▸ Input material
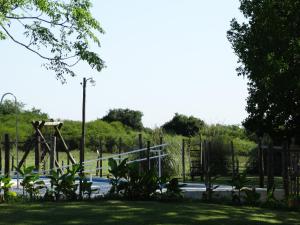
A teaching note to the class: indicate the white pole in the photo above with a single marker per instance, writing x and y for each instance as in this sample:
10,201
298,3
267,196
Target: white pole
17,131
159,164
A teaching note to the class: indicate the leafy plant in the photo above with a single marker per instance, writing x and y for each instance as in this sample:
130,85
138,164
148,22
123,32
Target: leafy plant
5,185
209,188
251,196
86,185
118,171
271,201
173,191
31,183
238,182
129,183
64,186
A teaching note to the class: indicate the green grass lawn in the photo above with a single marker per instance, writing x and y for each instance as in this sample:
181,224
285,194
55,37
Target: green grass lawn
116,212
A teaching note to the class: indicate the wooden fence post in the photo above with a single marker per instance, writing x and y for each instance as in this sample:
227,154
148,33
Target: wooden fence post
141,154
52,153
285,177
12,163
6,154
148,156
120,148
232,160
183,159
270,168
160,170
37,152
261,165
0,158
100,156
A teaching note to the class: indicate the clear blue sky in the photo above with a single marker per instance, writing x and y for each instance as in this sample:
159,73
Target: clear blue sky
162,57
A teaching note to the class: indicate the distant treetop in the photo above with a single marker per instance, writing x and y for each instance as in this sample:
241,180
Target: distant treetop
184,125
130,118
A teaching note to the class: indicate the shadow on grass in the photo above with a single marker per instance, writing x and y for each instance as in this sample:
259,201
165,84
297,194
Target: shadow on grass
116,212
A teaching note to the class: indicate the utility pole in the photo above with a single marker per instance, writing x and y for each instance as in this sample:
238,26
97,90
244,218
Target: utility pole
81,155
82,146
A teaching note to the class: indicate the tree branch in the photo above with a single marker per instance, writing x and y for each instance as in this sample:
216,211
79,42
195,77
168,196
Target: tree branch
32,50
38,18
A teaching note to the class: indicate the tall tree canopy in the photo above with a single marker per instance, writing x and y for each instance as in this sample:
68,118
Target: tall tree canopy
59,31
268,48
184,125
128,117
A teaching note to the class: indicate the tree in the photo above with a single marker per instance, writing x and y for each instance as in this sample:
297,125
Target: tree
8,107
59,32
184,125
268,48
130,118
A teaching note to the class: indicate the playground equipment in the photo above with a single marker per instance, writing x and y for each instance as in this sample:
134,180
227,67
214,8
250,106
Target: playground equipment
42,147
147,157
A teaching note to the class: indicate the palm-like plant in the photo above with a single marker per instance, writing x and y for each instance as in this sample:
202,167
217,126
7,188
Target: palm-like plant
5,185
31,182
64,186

--

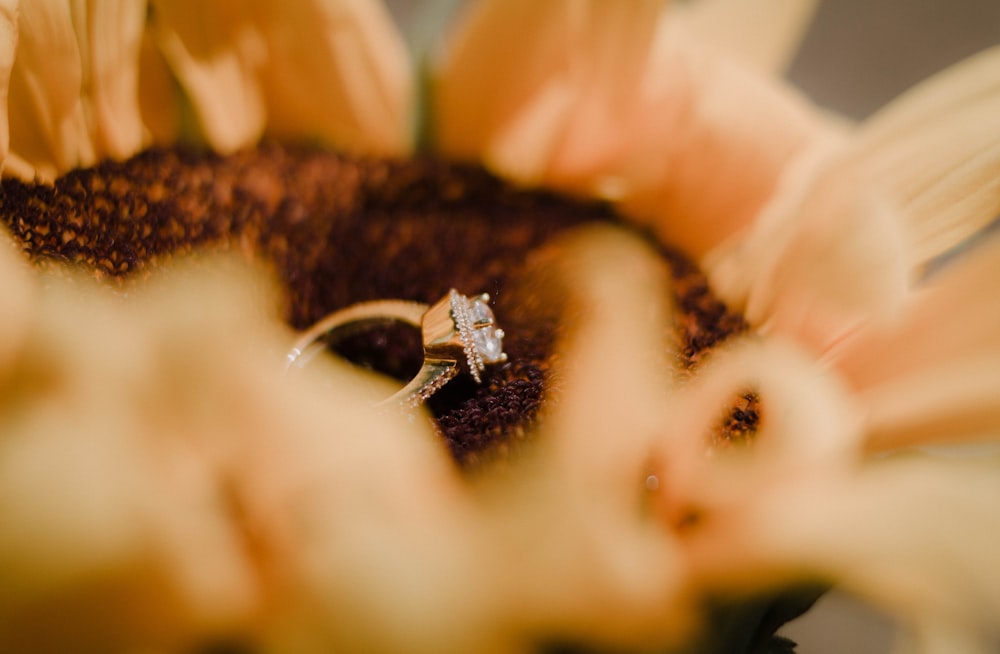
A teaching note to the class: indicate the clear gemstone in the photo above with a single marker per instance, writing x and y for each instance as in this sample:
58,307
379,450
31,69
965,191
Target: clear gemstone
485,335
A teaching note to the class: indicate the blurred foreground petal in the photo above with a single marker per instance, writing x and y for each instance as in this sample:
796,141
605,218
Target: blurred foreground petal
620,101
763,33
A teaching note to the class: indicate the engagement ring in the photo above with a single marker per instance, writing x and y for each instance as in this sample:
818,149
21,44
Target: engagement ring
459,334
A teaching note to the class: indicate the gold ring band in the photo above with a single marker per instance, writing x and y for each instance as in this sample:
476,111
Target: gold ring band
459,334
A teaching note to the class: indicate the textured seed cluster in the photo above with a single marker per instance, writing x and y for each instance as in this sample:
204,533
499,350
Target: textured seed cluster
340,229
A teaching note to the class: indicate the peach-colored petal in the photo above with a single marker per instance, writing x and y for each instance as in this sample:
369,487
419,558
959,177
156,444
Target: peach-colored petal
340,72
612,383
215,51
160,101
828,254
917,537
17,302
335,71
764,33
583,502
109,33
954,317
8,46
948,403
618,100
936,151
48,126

▸ Required work
Collect every line of the records that contains the string "blurred" and copy each one.

▸ Output of the task
A teaching note to the class: indicate the blurred foreground petal in the photo above with a single marker per instance, writing x and y for each instance as in this sample:
Target: blurred foreground petal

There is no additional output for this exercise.